Start RECORD LIST

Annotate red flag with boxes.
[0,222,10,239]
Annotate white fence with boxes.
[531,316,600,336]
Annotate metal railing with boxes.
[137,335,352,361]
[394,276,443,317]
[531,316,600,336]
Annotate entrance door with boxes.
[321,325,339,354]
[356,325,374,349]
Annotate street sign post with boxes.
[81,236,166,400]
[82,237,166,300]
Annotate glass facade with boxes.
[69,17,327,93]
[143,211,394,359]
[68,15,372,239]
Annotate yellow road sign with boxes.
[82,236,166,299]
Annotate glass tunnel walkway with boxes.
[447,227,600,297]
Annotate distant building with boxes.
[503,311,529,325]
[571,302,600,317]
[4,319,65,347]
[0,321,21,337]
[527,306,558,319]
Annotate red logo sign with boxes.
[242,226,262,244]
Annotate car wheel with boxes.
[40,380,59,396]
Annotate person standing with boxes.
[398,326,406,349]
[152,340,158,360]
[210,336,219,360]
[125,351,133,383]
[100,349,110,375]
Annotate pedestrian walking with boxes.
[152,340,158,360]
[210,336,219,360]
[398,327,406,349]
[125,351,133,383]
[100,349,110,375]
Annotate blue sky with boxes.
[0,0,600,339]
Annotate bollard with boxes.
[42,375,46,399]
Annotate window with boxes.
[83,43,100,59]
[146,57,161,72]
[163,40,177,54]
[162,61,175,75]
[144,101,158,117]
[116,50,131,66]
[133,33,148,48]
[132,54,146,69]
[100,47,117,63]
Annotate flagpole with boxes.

End RECORD LIST

__PROBLEM__:
Rewrite all the items above, replacing "Annotate" with "Label" and leaving everything else unchanged.

__FINAL RESULT__:
Label red flag with boxes.
[0,222,10,239]
Label white fence with boxes.
[531,316,600,336]
Label metal railing with boxes.
[137,335,352,361]
[394,276,443,317]
[531,316,600,336]
Label entrance door with boxes.
[321,325,339,354]
[356,325,374,349]
Label street sign post with boxes.
[81,236,166,400]
[82,237,166,300]
Label glass facade with boxes.
[69,17,327,93]
[143,211,394,359]
[68,15,372,239]
Label yellow road sign with boxes.
[82,236,166,299]
Label glass tunnel walkway with boxes.
[447,227,600,297]
Label distant building with boxes.
[503,311,529,325]
[571,302,600,317]
[4,319,65,347]
[0,321,21,337]
[527,306,558,319]
Label red logo sign with boxes.
[242,226,262,244]
Label car wheel with boxes.
[40,380,59,396]
Label person standing with boxes.
[398,326,406,349]
[152,340,158,360]
[210,336,219,360]
[125,351,133,383]
[100,349,110,375]
Label pedestrian walking with boxes.
[152,340,158,360]
[210,336,219,360]
[398,327,406,349]
[125,351,133,383]
[100,349,110,375]
Label blue sky with boxes.
[0,0,600,339]
Label bollard with boxes.
[42,375,46,399]
Label window with boxes.
[83,43,100,59]
[146,57,161,72]
[163,40,177,54]
[162,61,175,75]
[144,101,158,117]
[116,50,131,66]
[133,33,148,48]
[132,54,146,69]
[100,47,117,63]
Label flagpole with boxes.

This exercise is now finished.